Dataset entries

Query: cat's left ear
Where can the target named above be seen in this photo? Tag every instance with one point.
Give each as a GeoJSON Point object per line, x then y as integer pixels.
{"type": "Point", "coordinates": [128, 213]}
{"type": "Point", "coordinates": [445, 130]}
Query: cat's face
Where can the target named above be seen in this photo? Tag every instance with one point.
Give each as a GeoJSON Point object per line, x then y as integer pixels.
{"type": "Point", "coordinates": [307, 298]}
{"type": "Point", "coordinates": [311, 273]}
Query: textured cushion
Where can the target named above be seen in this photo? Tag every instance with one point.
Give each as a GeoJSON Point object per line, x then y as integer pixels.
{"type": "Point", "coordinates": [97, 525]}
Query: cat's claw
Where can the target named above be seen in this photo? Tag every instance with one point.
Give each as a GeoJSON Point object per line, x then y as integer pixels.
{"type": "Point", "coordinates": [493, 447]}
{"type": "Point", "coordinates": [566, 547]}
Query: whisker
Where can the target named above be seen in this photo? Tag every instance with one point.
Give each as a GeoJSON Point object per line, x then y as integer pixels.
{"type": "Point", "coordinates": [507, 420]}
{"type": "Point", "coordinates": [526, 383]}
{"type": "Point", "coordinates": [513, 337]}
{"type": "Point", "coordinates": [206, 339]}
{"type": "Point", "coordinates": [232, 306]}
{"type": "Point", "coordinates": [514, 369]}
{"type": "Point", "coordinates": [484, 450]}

## Activity
Every record above belongs in the answer, reproduced exactly.

## Output of the exercise
Query: cat's left ear
Where can the target named above be seen in this photo? Tag every instance with one point.
Give each as a GeoJSON Point object per line, x then y as integer pixels.
{"type": "Point", "coordinates": [128, 213]}
{"type": "Point", "coordinates": [445, 130]}
Query: cat's face
Where can the target named above be seen in this photo? Tag every instance with one point.
Give each as a GeoJSON Point object per line, x then y as integer pixels.
{"type": "Point", "coordinates": [307, 298]}
{"type": "Point", "coordinates": [311, 273]}
Query: textured cushion
Where can the target named above be seen in this photo? Tag every instance with one point.
Give each as a GeoJSON Point object per line, x then y as integer pixels.
{"type": "Point", "coordinates": [97, 525]}
Query: cat's claw
Where can the target named above be seen in this photo? Tag every instance with one point.
Give each as a GeoJSON Point object per line, x then y as integer pixels.
{"type": "Point", "coordinates": [493, 447]}
{"type": "Point", "coordinates": [566, 547]}
Query: whisker
Where can the target named above be seen in this photo? Tag every instance with one point.
Give each as a GeoJSON Point object per line, x then y as integer pixels.
{"type": "Point", "coordinates": [507, 420]}
{"type": "Point", "coordinates": [526, 383]}
{"type": "Point", "coordinates": [513, 337]}
{"type": "Point", "coordinates": [206, 339]}
{"type": "Point", "coordinates": [232, 306]}
{"type": "Point", "coordinates": [514, 369]}
{"type": "Point", "coordinates": [484, 450]}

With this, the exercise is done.